_GOAL OF THE EXERCISE_: Collect every row below that contains the string "pole", and copy each one in full.

_PROVIDED INFORMATION_:
###

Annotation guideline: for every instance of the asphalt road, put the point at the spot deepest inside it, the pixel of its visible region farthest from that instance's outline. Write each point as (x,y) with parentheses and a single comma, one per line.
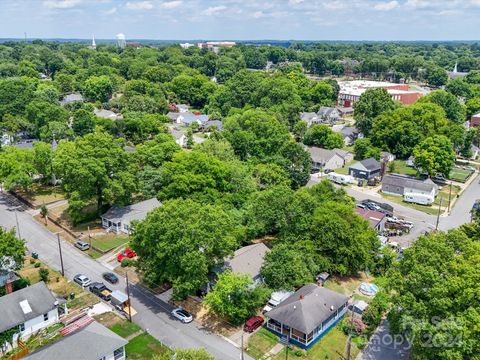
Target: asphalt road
(153,315)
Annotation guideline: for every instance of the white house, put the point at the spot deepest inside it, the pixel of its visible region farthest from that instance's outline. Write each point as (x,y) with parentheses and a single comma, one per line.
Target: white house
(29,310)
(118,219)
(92,342)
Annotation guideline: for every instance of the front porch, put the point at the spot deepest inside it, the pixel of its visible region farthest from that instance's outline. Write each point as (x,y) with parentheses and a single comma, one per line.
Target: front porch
(301,339)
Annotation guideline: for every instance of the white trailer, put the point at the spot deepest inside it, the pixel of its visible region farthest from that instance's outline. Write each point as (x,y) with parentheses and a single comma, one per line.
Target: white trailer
(422,199)
(340,178)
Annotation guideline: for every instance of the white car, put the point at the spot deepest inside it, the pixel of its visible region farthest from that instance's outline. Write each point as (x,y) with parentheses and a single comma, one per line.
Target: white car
(82,280)
(182,315)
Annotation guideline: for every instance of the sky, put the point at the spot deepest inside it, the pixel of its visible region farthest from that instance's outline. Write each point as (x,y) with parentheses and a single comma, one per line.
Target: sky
(242,19)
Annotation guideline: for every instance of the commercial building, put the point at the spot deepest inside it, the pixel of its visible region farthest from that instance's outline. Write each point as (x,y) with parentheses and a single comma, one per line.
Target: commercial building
(350,91)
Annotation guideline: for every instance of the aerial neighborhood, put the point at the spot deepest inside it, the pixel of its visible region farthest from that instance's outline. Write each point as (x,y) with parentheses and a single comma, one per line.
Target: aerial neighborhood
(249,199)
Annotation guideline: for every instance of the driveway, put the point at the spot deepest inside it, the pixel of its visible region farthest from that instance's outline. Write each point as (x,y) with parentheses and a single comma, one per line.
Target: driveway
(153,314)
(383,346)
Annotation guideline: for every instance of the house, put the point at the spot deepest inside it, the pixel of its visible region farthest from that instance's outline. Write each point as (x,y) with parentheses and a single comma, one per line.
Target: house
(71,98)
(410,161)
(323,159)
(118,219)
(307,315)
(329,115)
(188,118)
(350,134)
(386,156)
(475,120)
(30,309)
(366,169)
(376,219)
(396,184)
(310,118)
(248,260)
(107,114)
(182,108)
(91,342)
(180,137)
(213,125)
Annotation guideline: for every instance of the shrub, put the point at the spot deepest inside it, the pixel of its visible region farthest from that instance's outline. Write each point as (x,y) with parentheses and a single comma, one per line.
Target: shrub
(43,273)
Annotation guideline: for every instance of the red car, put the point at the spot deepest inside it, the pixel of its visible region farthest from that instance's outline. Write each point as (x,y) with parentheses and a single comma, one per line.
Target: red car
(253,323)
(126,254)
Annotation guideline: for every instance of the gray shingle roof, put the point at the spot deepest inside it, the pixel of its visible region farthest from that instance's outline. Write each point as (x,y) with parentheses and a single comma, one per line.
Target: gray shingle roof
(307,308)
(369,164)
(40,300)
(89,343)
(136,211)
(403,181)
(248,259)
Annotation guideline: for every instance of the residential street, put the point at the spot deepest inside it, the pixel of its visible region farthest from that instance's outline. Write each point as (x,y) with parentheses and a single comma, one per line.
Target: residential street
(152,314)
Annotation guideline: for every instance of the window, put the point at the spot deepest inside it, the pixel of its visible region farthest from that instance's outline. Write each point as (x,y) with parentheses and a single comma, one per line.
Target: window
(118,354)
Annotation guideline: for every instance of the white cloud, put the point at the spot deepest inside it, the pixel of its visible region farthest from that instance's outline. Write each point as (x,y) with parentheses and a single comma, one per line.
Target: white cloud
(61,4)
(111,11)
(213,10)
(171,4)
(139,5)
(386,6)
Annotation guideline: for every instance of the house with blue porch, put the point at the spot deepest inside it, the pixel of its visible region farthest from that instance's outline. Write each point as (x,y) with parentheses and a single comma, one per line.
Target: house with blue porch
(307,315)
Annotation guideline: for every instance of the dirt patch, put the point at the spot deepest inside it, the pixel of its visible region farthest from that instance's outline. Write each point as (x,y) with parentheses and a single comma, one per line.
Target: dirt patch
(209,321)
(109,319)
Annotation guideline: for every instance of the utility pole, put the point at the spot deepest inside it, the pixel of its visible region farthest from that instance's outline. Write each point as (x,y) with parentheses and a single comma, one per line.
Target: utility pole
(60,251)
(128,296)
(449,196)
(438,214)
(18,226)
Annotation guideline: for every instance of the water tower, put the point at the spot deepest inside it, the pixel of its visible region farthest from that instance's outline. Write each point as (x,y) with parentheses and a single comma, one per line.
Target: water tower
(121,43)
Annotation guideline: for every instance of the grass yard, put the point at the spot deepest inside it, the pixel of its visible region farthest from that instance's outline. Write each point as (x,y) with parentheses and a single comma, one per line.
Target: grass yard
(144,346)
(106,242)
(400,167)
(260,343)
(460,175)
(39,194)
(333,346)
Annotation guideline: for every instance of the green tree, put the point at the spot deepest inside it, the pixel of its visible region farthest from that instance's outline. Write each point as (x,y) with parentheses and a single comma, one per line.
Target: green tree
(184,255)
(435,155)
(98,88)
(94,167)
(12,250)
(372,103)
(322,136)
(233,297)
(288,267)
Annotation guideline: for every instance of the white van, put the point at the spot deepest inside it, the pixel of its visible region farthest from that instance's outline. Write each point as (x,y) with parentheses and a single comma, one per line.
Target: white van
(340,178)
(422,199)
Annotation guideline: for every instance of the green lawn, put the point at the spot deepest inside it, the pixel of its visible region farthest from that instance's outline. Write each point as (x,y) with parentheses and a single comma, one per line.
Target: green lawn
(125,328)
(143,347)
(332,346)
(400,167)
(460,175)
(261,342)
(109,241)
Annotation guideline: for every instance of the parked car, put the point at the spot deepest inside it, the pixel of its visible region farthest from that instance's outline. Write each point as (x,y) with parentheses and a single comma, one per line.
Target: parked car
(253,323)
(182,315)
(110,277)
(126,254)
(82,245)
(82,280)
(101,290)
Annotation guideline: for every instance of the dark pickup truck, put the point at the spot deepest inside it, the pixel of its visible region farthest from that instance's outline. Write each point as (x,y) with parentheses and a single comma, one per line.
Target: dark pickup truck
(101,291)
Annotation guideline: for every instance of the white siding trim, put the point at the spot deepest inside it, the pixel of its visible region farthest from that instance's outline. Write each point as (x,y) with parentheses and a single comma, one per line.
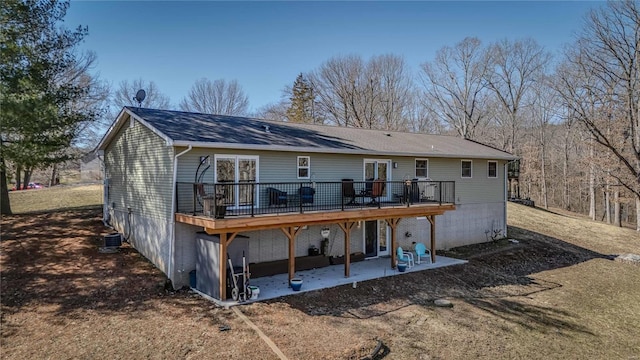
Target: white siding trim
(471,169)
(415,168)
(488,173)
(308,167)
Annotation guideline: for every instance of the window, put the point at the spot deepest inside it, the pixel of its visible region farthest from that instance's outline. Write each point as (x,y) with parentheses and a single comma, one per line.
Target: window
(492,169)
(466,168)
(303,167)
(422,168)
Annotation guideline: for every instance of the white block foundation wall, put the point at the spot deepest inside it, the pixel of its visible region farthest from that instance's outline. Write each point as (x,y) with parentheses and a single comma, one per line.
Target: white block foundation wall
(468,224)
(464,226)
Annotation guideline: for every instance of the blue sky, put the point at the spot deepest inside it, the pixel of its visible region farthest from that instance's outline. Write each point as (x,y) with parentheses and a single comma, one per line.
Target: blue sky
(264,45)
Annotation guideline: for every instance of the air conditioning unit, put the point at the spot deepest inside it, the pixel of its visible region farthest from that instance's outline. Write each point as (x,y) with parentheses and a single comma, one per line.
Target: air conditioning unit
(113,240)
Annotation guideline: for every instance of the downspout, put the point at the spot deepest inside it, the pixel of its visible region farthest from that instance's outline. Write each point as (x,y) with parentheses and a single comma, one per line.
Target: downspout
(105,205)
(506,175)
(506,188)
(172,223)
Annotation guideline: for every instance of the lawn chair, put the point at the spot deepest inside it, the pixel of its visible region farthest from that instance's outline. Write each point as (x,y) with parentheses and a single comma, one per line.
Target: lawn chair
(422,253)
(406,257)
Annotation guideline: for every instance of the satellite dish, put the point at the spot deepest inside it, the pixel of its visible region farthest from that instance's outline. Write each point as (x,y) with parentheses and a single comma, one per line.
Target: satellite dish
(140,95)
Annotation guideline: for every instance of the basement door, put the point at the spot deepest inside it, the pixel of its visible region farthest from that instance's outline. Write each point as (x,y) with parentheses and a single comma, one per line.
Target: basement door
(376,238)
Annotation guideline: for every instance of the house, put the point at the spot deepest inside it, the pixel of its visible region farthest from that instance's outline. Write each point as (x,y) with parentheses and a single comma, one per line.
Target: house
(187,190)
(90,168)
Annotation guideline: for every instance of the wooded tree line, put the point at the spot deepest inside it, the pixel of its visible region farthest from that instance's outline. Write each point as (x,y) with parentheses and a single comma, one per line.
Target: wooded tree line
(571,117)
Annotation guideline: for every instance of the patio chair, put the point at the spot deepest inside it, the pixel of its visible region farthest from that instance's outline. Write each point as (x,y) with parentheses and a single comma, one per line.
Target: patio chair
(348,191)
(406,257)
(306,194)
(377,190)
(422,253)
(277,197)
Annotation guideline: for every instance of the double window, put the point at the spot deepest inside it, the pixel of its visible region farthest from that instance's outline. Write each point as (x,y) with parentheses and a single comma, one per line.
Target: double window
(466,168)
(304,167)
(422,168)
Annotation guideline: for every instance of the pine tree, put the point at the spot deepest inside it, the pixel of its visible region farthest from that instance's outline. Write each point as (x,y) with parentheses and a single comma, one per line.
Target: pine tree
(40,87)
(302,102)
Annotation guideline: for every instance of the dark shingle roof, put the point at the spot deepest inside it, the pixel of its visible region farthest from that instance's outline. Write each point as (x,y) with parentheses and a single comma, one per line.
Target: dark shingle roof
(184,128)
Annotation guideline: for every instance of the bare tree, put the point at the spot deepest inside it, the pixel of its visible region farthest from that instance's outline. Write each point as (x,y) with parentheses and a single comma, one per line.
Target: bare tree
(216,97)
(456,86)
(374,95)
(515,66)
(124,95)
(607,53)
(275,111)
(544,112)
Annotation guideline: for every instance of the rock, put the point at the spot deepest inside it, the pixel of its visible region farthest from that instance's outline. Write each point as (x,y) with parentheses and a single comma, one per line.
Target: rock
(443,303)
(629,258)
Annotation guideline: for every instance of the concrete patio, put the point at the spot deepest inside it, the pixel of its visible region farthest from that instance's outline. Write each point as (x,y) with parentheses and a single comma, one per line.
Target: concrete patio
(275,286)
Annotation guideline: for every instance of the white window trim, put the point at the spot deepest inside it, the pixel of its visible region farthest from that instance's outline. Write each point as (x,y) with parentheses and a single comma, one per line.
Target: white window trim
(470,175)
(488,174)
(237,172)
(415,172)
(308,167)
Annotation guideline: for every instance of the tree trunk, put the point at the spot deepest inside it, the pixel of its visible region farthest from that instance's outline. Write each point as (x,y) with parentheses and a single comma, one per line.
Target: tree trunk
(54,175)
(592,186)
(566,201)
(27,178)
(18,176)
(544,180)
(5,205)
(617,214)
(607,204)
(638,213)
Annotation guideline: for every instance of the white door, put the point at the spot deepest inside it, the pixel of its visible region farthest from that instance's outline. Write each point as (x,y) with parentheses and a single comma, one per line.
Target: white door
(376,238)
(378,169)
(242,172)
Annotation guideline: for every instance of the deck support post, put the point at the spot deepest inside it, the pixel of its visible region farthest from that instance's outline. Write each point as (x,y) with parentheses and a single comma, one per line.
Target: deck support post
(291,232)
(432,220)
(346,227)
(393,224)
(225,240)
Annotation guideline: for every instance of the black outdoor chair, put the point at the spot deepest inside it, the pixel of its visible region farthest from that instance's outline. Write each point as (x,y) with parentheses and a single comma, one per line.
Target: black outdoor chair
(306,194)
(348,191)
(277,197)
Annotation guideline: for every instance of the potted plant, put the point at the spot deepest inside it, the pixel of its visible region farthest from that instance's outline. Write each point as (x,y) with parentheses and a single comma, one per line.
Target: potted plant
(295,284)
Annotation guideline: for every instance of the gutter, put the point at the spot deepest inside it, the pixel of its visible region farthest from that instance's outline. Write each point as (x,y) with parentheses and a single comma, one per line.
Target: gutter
(359,151)
(173,208)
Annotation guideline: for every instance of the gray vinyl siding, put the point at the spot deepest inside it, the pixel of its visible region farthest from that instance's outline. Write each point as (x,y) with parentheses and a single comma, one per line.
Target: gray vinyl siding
(139,167)
(281,167)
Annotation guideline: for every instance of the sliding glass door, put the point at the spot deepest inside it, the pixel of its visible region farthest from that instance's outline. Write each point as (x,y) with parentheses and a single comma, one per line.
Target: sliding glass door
(241,173)
(378,169)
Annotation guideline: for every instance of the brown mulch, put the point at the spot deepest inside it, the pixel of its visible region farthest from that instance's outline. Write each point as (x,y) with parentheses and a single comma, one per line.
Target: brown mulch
(541,297)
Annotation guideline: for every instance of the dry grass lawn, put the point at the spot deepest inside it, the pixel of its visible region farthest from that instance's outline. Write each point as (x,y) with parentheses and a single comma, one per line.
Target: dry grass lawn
(55,198)
(556,294)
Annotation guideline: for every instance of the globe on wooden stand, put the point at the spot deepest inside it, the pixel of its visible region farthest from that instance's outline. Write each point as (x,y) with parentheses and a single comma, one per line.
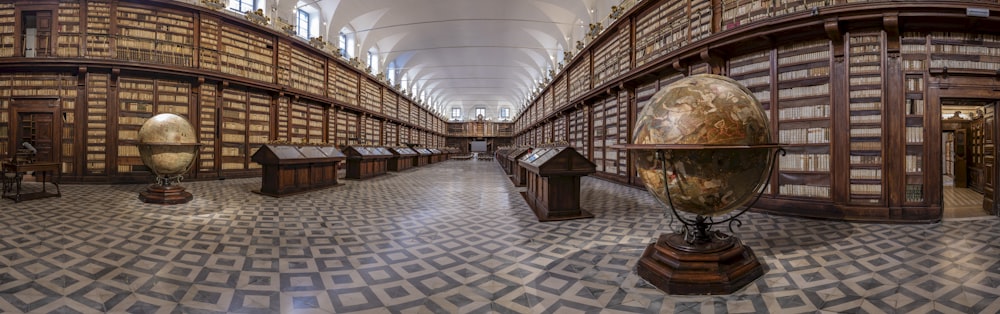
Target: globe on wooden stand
(167,145)
(703,149)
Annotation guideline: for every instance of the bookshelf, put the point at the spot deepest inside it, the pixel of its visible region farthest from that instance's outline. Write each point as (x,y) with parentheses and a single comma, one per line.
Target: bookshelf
(373,133)
(390,103)
(315,122)
(7,19)
(347,128)
(661,29)
(207,126)
(283,117)
(68,102)
(371,96)
(154,35)
(753,70)
(611,57)
(246,53)
(866,115)
(579,77)
(803,117)
(299,121)
(68,19)
(97,123)
(390,136)
(300,69)
(233,154)
(208,37)
(98,29)
(979,53)
(136,104)
(258,122)
(346,82)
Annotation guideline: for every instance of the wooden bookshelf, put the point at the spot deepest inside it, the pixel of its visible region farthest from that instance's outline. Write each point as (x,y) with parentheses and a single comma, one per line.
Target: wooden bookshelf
(7,22)
(347,128)
(579,77)
(68,20)
(207,126)
(258,122)
(154,35)
(346,85)
(661,29)
(611,57)
(233,131)
(97,123)
(371,96)
(246,53)
(803,114)
(98,29)
(390,137)
(136,104)
(866,117)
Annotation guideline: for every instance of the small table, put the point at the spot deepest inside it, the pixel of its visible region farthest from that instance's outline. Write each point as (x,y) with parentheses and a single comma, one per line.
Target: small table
(39,167)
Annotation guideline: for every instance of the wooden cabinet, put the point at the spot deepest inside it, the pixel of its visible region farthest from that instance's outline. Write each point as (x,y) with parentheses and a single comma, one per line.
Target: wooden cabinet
(402,158)
(553,176)
(519,174)
(289,169)
(364,162)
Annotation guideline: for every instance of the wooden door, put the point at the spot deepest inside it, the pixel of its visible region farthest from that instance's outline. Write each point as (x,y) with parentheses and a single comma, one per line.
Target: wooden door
(989,159)
(38,128)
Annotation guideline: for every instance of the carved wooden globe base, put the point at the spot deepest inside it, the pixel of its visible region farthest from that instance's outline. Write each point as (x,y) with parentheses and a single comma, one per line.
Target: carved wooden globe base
(170,194)
(721,266)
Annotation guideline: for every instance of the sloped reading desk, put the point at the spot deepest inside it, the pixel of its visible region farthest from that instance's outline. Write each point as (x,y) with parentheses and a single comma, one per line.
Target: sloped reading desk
(519,174)
(402,158)
(292,169)
(553,177)
(364,162)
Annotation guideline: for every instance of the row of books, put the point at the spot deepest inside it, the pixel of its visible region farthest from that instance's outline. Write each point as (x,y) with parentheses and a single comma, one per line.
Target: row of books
(804,190)
(914,163)
(804,162)
(805,91)
(817,135)
(823,71)
(866,189)
(866,174)
(823,55)
(866,132)
(807,112)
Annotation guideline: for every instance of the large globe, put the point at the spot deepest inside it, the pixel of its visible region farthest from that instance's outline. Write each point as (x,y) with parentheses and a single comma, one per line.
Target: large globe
(703,110)
(167,144)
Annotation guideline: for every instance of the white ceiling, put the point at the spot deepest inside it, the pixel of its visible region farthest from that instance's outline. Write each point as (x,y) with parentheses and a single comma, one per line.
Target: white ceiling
(462,53)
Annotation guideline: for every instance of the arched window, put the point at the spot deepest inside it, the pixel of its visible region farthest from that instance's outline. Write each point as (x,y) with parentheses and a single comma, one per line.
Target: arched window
(307,21)
(373,59)
(243,5)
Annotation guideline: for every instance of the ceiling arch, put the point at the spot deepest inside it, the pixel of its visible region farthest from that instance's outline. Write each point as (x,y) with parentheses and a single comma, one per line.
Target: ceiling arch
(463,52)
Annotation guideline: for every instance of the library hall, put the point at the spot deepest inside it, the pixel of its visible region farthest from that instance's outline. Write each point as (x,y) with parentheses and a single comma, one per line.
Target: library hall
(519,156)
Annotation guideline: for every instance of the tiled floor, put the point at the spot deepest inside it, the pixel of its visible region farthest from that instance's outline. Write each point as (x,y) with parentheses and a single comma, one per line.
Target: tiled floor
(451,238)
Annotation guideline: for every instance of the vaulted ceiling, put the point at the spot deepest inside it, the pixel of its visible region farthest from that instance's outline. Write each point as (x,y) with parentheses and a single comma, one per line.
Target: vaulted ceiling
(462,53)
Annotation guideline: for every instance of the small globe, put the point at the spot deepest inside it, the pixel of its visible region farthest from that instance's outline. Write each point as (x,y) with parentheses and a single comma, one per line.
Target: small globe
(708,110)
(167,144)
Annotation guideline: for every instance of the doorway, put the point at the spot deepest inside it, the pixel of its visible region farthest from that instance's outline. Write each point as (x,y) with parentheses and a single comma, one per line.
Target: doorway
(966,149)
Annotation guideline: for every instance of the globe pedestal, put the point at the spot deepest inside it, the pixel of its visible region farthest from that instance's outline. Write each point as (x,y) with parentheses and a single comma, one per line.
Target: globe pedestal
(169,195)
(721,266)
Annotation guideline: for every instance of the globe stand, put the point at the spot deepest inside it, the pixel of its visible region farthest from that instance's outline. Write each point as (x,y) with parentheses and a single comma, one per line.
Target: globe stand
(698,260)
(163,192)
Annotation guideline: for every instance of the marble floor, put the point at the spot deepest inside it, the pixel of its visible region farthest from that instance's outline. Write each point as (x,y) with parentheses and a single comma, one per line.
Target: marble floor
(453,237)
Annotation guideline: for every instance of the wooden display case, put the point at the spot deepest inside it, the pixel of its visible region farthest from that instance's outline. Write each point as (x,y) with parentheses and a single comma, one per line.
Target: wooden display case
(554,182)
(402,158)
(292,169)
(520,174)
(424,156)
(364,162)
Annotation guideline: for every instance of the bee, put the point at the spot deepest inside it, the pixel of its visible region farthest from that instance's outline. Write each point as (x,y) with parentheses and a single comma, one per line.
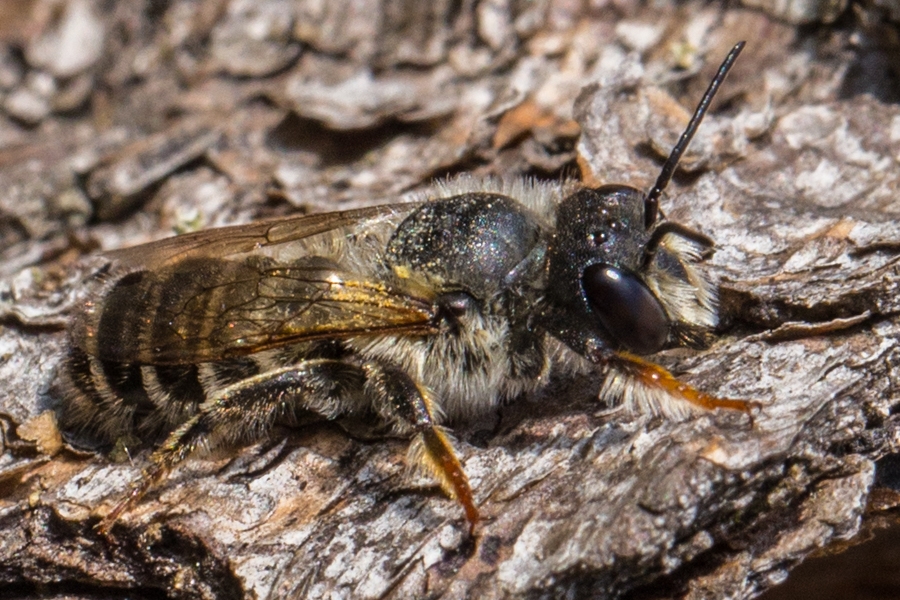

###

_THE SOLUTION_:
Annotation guideline: for every instance of the utility pole, put the point at the spot deepest inside it, the pixel of its visible region farthest from that instance's outline. Write each point as (x,y) with parentheses and a single comma, one per line.
Target: utility pole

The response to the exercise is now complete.